■ **Dataset excerpts**:
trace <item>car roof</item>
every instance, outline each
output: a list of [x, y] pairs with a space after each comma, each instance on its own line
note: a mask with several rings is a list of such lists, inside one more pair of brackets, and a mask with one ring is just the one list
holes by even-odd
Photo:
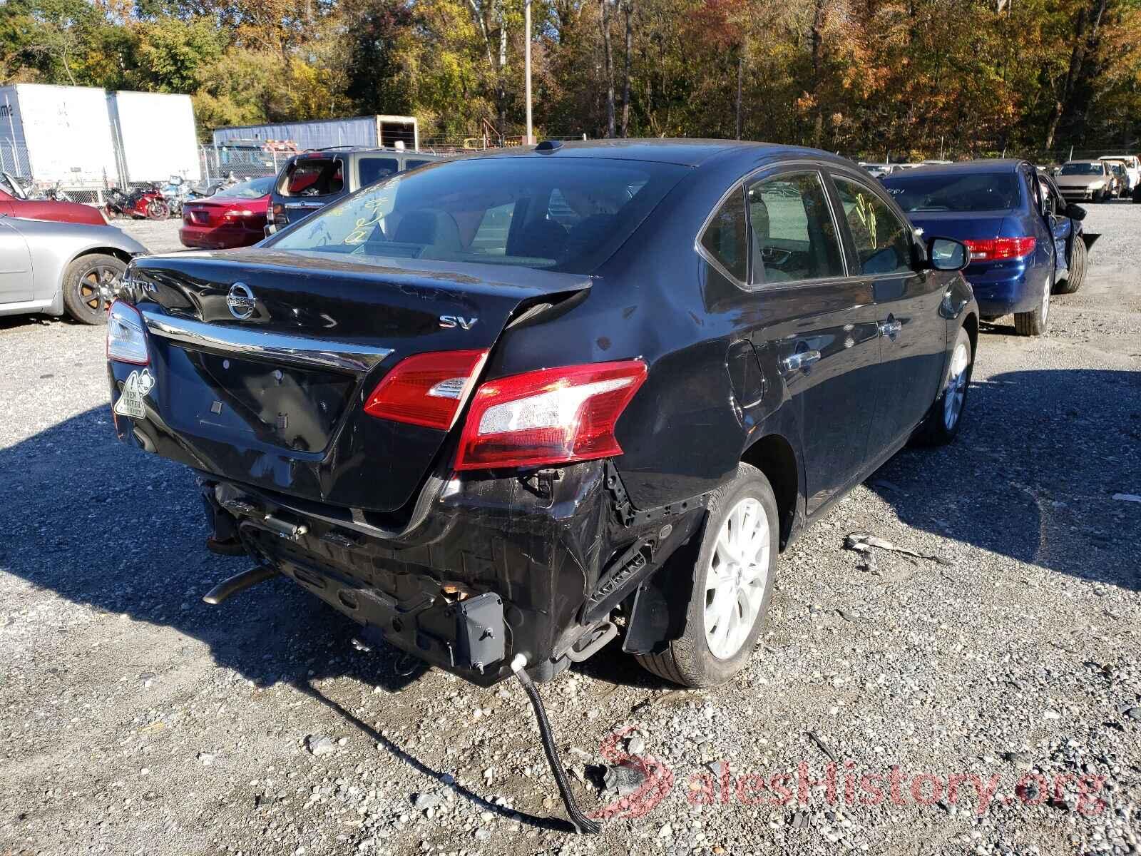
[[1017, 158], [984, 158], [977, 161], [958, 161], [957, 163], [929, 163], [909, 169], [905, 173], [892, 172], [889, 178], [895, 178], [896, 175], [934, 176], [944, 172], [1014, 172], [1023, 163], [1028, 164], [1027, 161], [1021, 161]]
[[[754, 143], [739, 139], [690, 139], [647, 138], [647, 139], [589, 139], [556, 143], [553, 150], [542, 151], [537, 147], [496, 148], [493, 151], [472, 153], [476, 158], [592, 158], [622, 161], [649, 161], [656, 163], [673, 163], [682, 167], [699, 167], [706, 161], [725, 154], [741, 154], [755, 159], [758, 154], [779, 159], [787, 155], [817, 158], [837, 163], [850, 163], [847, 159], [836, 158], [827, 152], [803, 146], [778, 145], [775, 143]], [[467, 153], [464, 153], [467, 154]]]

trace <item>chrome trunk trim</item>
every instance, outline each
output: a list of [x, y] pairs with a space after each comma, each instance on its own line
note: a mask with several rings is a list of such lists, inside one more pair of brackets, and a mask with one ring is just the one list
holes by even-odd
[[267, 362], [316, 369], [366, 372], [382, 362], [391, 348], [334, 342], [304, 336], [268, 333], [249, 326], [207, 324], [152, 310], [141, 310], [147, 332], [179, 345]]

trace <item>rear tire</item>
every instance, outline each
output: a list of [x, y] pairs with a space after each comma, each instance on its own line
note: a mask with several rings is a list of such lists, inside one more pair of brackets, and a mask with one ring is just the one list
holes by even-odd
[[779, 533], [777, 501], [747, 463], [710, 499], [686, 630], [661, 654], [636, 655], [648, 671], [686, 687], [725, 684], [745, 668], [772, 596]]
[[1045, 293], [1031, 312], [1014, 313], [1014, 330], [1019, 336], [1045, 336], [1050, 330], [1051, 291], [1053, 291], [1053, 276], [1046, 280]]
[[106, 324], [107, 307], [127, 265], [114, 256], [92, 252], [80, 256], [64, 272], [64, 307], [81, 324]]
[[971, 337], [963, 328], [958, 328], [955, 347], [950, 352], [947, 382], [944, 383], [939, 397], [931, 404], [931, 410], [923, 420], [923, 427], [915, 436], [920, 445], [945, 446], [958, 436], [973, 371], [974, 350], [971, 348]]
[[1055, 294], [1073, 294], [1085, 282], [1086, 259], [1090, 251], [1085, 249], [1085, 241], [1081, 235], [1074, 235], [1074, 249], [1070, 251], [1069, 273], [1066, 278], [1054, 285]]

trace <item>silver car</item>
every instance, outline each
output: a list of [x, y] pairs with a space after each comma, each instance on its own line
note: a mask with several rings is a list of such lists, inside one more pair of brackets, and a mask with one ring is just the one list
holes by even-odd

■ **What is being asked**:
Reproduce all of the entries above, substituting "all instances" for each occurrence of "every instance" and leaving everything else unchanged. Omit the pictures from the reproduction.

■ **Finished answer**:
trace <item>car roof</item>
all instances, outline each
output: a list of [x, y] pairs with a space after each comma, each instance on its own line
note: a mask with several rings is a list of such lists, inside one more pair of brackets, and a mask with one ring is just the one list
holes by even-odd
Photo:
[[1017, 158], [984, 158], [977, 161], [958, 161], [957, 163], [929, 163], [909, 169], [905, 173], [892, 172], [889, 178], [895, 178], [896, 175], [934, 176], [944, 172], [1014, 172], [1023, 163], [1028, 164], [1027, 161], [1021, 161]]
[[[754, 143], [739, 139], [690, 139], [647, 138], [647, 139], [589, 139], [556, 143], [553, 150], [542, 151], [537, 147], [496, 148], [493, 151], [472, 153], [476, 158], [592, 158], [622, 161], [649, 161], [656, 163], [673, 163], [682, 167], [699, 167], [706, 161], [725, 154], [741, 154], [755, 159], [758, 154], [779, 159], [787, 155], [817, 158], [837, 163], [850, 163], [847, 159], [836, 158], [827, 152], [803, 146], [778, 145], [775, 143]], [[467, 153], [464, 153], [467, 154]]]

trace <item>chrome trunk trim</item>
all instances, outline each
output: a list of [x, y] pairs with a space after each comma, each instance on its own line
note: a mask with several rings is a list of such lists, inside one more pair of brackets, and a mask with one ring is just the one list
holes by even-odd
[[267, 362], [316, 369], [366, 372], [382, 362], [391, 348], [334, 342], [304, 336], [268, 333], [249, 326], [207, 324], [152, 310], [141, 310], [147, 332], [179, 345]]

trace <item>rear tire</item>
all instances, outline each
output: a list of [x, y] pairs with a space after each comma, each instance on its own line
note: a mask with several rings is a list of such lists, inside one more pair of brackets, and a mask with one ring is just the one list
holes by even-odd
[[779, 533], [777, 501], [747, 463], [710, 499], [686, 630], [661, 654], [636, 655], [648, 671], [686, 687], [725, 684], [745, 668], [772, 596]]
[[1045, 293], [1031, 312], [1014, 313], [1014, 330], [1019, 336], [1045, 336], [1050, 330], [1051, 291], [1053, 291], [1053, 276], [1046, 280]]
[[106, 324], [107, 307], [127, 265], [114, 256], [92, 252], [80, 256], [64, 272], [64, 307], [81, 324]]
[[971, 337], [963, 328], [958, 328], [955, 347], [950, 352], [947, 382], [944, 383], [939, 397], [931, 404], [931, 410], [923, 420], [923, 427], [915, 436], [920, 445], [945, 446], [958, 436], [973, 371], [974, 350], [971, 348]]
[[1055, 294], [1073, 294], [1085, 282], [1086, 259], [1090, 251], [1085, 249], [1085, 241], [1081, 235], [1074, 235], [1074, 249], [1070, 251], [1069, 273], [1066, 278], [1054, 285]]

trace <item>silver car</item>
all instances, outline each
output: a list of [x, y] pairs with a space after each comma, each instance on its own line
note: a mask with several rings is a list of such lists, inside one more pair of brackets, and a mask with one ring is just the one list
holes by even-odd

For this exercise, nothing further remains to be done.